§ OBIETTIVO DELL'ESERCIZIO: Riscrivi il tratto del brano sull'attacco a Uber che comincia con le parole "L'attacco hacker a" e termina dopo "successo con altri?", sostituendo "hacker" con "pirati informatici".

§ BRANO FORNITO:
# # # # # # #

L'attacco hacker a Uber è una storia inquietante per l'azienda e per noi

Eugenio Cau

Quando i cybercriminali hanno attaccato, il vecchio ceo ha fatto di tutto per coprire la cosa. Quante volte è successo con altri?

Roma. La storia dell’hackeraggio di 57 milioni di utenti di Uber rivelata martedì notte dalla compagnia aiuta a comprendere molte cose su Uber, sulla nuova e la vecchia gestione di una delle aziende private di maggior valore al mondo e, più in generale, su quel gigantesco mucchio di polvere sotto al tappeto che è la sicurezza digitale, problema a cui tutti cercano di evitare di pensare finché non si trovano il database violato e il conto in banca svuotato. La storia, in breve, è questa: nel 2016 due hacker bucano Uber. Attaccando un server di terze parti ottengono i dati (nomi, numeri di telefono, indirizzi email…) di 57 milioni di persone tra passeggeri e driver. I due, preso il malloppo, contattano Uber e chiedono un riscatto di 100 mila dollari in cambio della cancellazione dei dati rubati. Uber, che allora era ancora guidata dal fondatore Travis Kalanick in qualità di ceo, acconsente alla richiesta e versa la somma ai due hacker. Fin qui la storia è brutta, ma rientra nella norma. La cosa eccezionale avviene dopo. Uber rintraccia i due hacker e, ha scritto il New York Times, gli fa firmare un contratto di “non disclosure”, in base al quale i due sono legalmente obbligati a non rivelare niente della transazione con la società. Poi maschera il pagamento del riscatto come una “bug bounty”, vale a dire quel processo in cui hacker “buoni” segnalano alle aziende le vulnerabilità (“bug”) in cambio di una ricompensa (“bounty”). In pratica: per evitare che si diffondesse la notizia che Uber era stata bucata, Kalanick e il suo capo della sicurezza, Joe Sullivan si sono mossi ben al di fuori delle regole con il fine di nascondere l’attacco e ingannare utenti e investitori. Mercoledì Sullivan è stato licenziato.

 

Questo racconta una prima cosa su Uber, che già sapevamo ma che trova sempre più conferme strada facendo: sotto la guida di Travis Kalanick, uomo geniale e vulcanico, la compagnia aveva perso ogni punto di riferimento etico. Il caso dell’attacco hacker tenuto nascosto si va a sommare ai tantissimi altri – dalle molestie sulle dipendenti donne alle accuse di concorrenza sleale lanciate dai competitor a quelle di spionaggio industriale alla violazione sistematica della privacy degli utenti – che sono diventati pubblici durante l’èra Kalanick e continuano a uscire anche adesso che il fondatore si è ritirato (ma è rimasto nel consiglio di amministrazione, pronto a zompare di nuovo alla prima occasione) e che il ceo è diventato, da fine agosto, Dara Khosrowshahi. Questa è la seconda riflessione: la gestione Kalanick continua a infestare ogni mossa del povero Khosrowshahi, che sta cercando di risollevare le sorti e la reputazione dell’azienda con una campagna di buoni sentimenti tanto disperata quanto, almeno per ora, inutile. Servono a poco i video pubblicitari con i bimbi sorridenti e i buoni sentimenti ben in evidenza (ne circola uno in questi giorni) quando escono notizie ammazza-morale come quella dell’hackeraggio. Come ha notato malignamente Bloomberg, Khosrowshahi non ha tempo di fare il ceo (chief executive officer) quando è costretto a fare il chief apology officer, il funzionario in capo alle richieste di perdono.

# # # # # # #

§ DATI ESTRATTI:
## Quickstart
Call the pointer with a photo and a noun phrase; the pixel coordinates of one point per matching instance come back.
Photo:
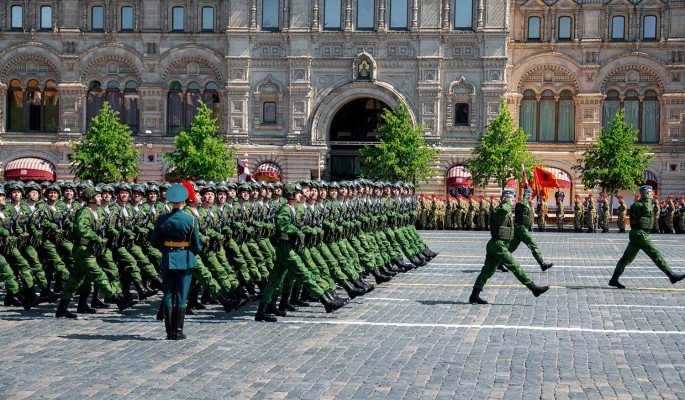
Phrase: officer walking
(176, 235)
(641, 222)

# # # # # # #

§ RISPOSTA COMPLETA:
L'attacco pirati informatici a Uber è una storia inquietante per l'azienda e per noi

Eugenio Cau

Quando i cybercriminali hanno attaccato, il vecchio ceo ha fatto di tutto per coprire la cosa. Quante volte è successo con altri?